Aim of the task: List each line of the data that contains the word "with". Letter case must match.

Mask labeling data:
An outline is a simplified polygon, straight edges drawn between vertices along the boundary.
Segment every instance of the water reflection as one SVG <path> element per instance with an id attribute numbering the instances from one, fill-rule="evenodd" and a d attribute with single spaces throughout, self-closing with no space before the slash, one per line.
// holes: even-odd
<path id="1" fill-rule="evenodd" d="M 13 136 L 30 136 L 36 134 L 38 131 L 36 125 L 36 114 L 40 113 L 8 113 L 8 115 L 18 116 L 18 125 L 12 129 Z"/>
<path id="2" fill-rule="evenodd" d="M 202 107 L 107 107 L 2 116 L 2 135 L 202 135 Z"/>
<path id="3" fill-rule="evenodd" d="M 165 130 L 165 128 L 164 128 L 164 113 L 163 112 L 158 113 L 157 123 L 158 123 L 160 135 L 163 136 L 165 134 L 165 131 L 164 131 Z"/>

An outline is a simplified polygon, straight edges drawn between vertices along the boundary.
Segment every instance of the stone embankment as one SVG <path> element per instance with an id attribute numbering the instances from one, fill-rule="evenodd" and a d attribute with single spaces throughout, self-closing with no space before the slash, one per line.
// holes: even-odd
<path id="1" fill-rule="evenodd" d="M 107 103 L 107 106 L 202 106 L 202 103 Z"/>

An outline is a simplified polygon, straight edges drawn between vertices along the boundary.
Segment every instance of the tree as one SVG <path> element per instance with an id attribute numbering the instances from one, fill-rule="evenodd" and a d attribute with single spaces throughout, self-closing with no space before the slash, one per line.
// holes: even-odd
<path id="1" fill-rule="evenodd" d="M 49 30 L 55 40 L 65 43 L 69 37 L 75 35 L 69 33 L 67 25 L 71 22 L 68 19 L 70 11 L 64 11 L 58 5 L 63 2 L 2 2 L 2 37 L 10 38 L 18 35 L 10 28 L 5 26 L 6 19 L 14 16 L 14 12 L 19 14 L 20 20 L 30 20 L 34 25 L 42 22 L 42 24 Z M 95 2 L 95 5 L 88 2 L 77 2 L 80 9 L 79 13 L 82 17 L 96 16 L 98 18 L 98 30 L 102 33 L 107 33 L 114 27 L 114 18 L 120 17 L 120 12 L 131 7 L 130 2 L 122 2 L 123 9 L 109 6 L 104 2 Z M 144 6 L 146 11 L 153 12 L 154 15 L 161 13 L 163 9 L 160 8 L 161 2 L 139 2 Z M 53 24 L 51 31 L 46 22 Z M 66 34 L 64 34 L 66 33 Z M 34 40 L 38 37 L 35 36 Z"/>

Output below:
Segment every instance of the water reflection as one SVG <path> element per instance with an id attribute numbering the instances from one, fill-rule="evenodd" and a d attribute with single spaces throughout, self-closing with no space before the slash, one per line.
Segment every instance of the stone embankment as one SVG <path> element per instance with an id attribute numbering the instances from one, fill-rule="evenodd" and a d attribute with single spaces throughout, self-closing with no space before the slash, one per line.
Segment every instance of the tree as one SVG <path> element per instance with an id attribute numbering the instances from one, fill-rule="evenodd" and a d attribute with single spaces throughout, self-closing with no space before the slash, one per line.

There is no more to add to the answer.